--- Listed records ---

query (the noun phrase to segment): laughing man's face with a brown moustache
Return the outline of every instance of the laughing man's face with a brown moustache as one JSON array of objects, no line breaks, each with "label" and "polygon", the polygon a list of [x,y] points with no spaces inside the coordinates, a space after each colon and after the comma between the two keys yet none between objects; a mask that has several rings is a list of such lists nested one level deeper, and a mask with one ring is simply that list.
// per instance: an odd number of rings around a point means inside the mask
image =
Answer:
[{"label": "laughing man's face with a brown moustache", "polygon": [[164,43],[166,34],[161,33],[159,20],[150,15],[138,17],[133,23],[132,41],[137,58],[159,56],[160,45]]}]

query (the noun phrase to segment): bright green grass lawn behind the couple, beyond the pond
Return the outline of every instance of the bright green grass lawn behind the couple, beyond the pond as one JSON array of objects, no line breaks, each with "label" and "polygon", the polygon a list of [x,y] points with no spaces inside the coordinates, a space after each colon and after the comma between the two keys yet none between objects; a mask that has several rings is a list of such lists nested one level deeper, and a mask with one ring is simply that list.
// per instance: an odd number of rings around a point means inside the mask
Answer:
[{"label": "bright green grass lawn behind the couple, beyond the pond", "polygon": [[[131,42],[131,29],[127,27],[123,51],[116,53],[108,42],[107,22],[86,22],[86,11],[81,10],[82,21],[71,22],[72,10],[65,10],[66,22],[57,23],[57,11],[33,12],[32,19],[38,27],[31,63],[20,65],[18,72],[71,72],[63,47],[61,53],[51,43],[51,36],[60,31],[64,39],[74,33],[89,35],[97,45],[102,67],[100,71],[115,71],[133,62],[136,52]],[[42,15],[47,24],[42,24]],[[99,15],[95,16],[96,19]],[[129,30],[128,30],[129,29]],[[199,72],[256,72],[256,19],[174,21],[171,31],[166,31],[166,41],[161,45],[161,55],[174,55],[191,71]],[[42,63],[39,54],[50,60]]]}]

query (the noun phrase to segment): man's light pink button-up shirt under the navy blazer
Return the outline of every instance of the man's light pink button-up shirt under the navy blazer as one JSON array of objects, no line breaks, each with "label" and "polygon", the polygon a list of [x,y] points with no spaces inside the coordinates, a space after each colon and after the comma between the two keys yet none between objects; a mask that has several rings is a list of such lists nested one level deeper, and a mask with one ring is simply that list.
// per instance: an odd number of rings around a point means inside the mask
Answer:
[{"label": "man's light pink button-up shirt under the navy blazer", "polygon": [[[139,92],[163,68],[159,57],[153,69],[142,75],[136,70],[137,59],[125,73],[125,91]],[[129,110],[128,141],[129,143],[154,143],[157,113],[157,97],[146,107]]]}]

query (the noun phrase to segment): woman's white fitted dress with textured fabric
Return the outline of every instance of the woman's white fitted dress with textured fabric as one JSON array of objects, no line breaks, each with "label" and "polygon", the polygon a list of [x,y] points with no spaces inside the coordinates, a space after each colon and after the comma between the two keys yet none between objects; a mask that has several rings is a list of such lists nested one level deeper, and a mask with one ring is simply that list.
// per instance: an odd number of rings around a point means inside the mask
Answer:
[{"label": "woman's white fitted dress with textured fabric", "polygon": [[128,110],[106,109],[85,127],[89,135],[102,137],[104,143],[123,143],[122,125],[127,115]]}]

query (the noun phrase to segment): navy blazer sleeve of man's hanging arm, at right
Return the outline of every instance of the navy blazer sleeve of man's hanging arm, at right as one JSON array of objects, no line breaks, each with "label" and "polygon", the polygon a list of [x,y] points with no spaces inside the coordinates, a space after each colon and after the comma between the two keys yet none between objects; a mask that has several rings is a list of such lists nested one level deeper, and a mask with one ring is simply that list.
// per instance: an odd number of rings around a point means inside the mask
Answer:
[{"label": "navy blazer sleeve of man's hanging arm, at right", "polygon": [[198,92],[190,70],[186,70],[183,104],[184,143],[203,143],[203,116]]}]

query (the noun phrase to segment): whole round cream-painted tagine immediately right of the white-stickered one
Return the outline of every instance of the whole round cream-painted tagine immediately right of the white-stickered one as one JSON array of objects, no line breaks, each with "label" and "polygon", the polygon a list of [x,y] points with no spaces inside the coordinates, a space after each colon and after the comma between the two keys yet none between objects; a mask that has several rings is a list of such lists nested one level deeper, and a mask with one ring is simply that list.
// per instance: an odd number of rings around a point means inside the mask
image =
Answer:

---
--- Listed records ---

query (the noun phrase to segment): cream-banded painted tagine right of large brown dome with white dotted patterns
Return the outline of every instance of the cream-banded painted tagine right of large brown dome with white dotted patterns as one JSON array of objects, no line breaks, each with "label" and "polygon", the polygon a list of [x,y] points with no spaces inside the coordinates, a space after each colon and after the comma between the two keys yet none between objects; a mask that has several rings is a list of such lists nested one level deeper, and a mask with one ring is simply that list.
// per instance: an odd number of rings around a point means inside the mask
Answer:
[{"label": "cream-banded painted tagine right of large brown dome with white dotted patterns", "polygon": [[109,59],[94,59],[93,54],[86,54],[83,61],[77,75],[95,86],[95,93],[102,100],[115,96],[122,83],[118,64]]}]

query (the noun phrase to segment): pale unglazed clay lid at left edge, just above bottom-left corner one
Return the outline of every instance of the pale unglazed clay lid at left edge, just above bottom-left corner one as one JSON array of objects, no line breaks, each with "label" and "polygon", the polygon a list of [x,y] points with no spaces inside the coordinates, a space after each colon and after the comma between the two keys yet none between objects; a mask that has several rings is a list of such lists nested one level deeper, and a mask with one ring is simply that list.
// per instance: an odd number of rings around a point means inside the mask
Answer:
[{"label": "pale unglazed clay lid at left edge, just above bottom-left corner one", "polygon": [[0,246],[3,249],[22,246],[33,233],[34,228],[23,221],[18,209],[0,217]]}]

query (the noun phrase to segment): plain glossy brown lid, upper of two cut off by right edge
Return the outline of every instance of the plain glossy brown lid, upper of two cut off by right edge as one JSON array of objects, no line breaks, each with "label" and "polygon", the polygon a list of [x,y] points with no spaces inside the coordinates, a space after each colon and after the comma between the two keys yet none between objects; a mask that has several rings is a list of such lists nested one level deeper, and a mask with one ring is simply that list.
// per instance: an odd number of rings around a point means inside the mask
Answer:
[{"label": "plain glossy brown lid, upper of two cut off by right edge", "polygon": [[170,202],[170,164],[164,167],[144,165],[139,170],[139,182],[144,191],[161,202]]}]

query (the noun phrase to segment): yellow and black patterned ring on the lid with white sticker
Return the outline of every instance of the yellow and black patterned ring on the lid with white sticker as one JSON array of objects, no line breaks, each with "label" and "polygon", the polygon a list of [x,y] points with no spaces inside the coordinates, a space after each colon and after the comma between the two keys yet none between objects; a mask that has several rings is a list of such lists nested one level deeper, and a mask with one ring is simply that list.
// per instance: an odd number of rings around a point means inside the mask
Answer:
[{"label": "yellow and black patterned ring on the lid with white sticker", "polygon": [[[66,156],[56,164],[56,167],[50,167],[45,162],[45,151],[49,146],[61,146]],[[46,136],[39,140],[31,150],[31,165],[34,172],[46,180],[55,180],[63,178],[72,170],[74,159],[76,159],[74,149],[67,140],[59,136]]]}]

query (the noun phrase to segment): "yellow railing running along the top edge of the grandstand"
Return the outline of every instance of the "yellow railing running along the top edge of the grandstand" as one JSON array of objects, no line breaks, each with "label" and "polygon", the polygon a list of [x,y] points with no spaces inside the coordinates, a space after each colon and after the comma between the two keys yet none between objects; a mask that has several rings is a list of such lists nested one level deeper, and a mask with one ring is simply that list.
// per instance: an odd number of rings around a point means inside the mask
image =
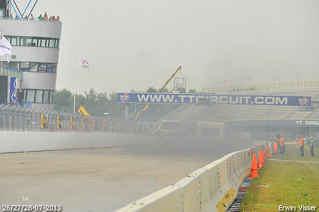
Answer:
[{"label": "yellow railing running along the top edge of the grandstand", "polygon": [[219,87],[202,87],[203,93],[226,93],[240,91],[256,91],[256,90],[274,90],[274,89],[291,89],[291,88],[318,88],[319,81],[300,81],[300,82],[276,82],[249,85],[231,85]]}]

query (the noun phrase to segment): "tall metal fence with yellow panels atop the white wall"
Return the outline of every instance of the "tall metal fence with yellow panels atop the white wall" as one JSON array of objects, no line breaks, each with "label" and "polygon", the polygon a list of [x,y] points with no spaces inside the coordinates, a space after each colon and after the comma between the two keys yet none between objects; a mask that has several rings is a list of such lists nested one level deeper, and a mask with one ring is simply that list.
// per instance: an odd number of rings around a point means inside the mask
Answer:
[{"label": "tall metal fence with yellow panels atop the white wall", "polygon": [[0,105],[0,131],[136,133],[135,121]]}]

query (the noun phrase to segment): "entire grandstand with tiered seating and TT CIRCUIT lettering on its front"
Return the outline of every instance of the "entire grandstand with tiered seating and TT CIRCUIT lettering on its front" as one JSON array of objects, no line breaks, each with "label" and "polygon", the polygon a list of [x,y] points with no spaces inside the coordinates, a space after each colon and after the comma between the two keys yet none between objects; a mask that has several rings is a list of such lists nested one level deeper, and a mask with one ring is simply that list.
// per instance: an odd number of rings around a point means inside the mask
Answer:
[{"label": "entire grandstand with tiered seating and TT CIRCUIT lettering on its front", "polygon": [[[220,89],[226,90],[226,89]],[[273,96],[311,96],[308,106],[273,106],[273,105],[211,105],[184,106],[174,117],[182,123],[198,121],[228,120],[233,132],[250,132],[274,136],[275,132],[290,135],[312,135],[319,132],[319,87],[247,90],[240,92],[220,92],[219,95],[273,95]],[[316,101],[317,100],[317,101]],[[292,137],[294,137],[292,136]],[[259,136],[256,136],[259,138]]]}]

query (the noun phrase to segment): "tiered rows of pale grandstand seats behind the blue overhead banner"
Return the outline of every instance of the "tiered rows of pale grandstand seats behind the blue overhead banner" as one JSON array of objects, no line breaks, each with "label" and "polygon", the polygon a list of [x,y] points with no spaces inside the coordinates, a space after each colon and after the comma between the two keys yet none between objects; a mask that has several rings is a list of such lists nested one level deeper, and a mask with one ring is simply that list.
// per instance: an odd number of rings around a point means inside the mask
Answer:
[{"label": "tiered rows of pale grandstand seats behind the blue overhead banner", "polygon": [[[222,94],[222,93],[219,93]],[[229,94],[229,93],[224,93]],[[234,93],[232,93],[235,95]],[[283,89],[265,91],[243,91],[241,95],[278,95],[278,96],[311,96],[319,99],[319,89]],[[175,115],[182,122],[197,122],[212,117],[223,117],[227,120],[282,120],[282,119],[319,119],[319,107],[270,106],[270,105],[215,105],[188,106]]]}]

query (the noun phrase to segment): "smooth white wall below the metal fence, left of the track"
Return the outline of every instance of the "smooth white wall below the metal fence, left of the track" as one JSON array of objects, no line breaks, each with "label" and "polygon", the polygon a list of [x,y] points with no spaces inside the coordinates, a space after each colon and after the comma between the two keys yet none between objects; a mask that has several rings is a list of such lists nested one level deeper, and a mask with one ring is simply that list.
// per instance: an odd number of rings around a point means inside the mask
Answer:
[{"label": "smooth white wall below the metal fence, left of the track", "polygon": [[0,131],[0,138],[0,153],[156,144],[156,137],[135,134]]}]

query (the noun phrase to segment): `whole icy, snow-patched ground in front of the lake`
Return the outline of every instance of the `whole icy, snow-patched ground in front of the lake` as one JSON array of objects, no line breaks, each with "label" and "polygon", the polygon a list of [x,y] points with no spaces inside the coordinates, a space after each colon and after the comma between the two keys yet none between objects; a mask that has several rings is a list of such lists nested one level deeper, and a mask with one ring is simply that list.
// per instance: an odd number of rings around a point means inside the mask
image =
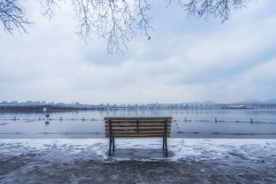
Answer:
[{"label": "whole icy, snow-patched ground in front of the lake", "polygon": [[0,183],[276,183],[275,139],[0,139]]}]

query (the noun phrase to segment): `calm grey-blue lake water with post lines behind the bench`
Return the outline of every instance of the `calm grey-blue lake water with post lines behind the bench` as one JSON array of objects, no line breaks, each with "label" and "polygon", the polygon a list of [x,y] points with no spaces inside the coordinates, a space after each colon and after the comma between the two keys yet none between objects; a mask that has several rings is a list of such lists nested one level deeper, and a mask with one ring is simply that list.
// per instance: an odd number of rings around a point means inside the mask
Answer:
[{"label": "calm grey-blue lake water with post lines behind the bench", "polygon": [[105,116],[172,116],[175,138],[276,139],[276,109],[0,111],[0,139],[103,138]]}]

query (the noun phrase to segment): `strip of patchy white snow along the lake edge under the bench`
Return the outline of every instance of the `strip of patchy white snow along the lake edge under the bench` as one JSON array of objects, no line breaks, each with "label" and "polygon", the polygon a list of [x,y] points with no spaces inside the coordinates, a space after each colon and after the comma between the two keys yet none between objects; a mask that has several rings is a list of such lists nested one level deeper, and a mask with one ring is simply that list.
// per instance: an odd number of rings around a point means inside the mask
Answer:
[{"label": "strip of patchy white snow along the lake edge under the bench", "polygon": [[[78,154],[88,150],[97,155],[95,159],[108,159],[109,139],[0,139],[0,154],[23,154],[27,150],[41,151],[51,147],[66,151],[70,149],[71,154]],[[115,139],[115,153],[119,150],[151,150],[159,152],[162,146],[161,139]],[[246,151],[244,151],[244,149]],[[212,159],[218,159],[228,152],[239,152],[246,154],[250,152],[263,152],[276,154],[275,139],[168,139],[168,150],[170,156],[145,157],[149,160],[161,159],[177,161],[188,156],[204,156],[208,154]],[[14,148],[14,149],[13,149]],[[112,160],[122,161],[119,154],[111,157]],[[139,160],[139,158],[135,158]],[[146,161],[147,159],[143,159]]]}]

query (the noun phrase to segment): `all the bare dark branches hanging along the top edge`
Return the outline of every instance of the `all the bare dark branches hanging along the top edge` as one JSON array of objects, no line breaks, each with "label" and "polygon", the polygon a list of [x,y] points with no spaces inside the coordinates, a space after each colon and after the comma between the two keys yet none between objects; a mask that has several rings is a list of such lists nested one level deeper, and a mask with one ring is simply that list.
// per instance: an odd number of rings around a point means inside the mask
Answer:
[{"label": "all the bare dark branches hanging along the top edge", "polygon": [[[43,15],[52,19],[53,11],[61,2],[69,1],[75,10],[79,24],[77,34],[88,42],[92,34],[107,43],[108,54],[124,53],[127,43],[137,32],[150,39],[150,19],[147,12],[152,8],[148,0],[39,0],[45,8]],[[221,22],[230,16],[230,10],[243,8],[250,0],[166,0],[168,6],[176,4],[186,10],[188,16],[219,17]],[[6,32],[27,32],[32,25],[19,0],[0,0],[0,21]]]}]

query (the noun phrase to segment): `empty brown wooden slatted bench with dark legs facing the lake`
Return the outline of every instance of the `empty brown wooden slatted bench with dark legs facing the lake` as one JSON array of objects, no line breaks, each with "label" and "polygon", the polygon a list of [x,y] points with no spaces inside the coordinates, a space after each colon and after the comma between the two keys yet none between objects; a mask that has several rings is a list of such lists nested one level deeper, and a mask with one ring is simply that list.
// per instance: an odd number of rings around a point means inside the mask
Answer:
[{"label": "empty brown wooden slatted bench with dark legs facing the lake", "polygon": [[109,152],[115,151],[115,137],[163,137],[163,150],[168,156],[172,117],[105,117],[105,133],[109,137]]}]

---

== What you will do ==
Go to the line with "query (the noun phrase to segment): laughing" in the entries above and repeat every line from there through the line with "query (the noun phrase to segment): bright", exactly and with no other text.

== Answer below ==
query (the noun phrase to segment): laughing man's face with a brown moustache
Return the outline of every instance of the laughing man's face with a brown moustache as one JSON array of objects, no line breaks, each with "label" and "polygon", the polygon a list of [x,y] points with no spaces inside the coordinates, a space after each colon and after the comma between the two keys yet none between objects; a mask that has several rings is a list of such lists nested one level deeper, and a mask with one ring is simply that list.
// per instance: an odd number of rings around a point means inside the mask
image =
Answer:
[{"label": "laughing man's face with a brown moustache", "polygon": [[164,43],[166,34],[161,33],[159,20],[150,15],[138,17],[133,23],[132,41],[137,58],[159,56],[160,45]]}]

query (the noun phrase to segment): bright green grass lawn behind the couple, beyond the pond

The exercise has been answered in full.